TASK OBJECTIVE: Scan the entries and copy each line where the word "painted" is present.

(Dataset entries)
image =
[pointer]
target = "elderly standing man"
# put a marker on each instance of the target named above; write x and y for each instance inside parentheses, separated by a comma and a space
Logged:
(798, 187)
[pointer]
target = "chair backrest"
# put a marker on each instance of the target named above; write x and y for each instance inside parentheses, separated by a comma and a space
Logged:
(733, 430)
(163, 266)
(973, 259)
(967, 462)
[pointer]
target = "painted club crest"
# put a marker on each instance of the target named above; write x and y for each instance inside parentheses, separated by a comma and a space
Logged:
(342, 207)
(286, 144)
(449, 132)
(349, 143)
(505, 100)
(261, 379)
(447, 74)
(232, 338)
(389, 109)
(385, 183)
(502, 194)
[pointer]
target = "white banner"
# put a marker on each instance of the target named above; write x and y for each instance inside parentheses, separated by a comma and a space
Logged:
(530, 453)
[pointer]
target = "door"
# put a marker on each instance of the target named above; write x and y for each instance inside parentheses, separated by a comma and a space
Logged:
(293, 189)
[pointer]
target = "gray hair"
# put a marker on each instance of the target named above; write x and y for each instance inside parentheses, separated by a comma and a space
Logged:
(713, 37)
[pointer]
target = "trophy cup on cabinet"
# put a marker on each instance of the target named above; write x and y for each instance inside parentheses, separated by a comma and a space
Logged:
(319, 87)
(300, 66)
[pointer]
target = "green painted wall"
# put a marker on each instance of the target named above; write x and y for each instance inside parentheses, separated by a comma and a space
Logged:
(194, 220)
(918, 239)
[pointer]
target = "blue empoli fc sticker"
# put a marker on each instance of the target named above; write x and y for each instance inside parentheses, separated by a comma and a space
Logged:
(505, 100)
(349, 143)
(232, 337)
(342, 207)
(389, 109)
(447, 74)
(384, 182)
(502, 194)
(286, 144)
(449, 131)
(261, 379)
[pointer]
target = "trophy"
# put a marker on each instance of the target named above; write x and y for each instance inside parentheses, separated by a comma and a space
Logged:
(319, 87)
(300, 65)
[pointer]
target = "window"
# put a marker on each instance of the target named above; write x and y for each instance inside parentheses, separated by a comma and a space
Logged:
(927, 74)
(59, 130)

THE COMPLETED TASK:
target = "painted club crest"
target = "green painted wall"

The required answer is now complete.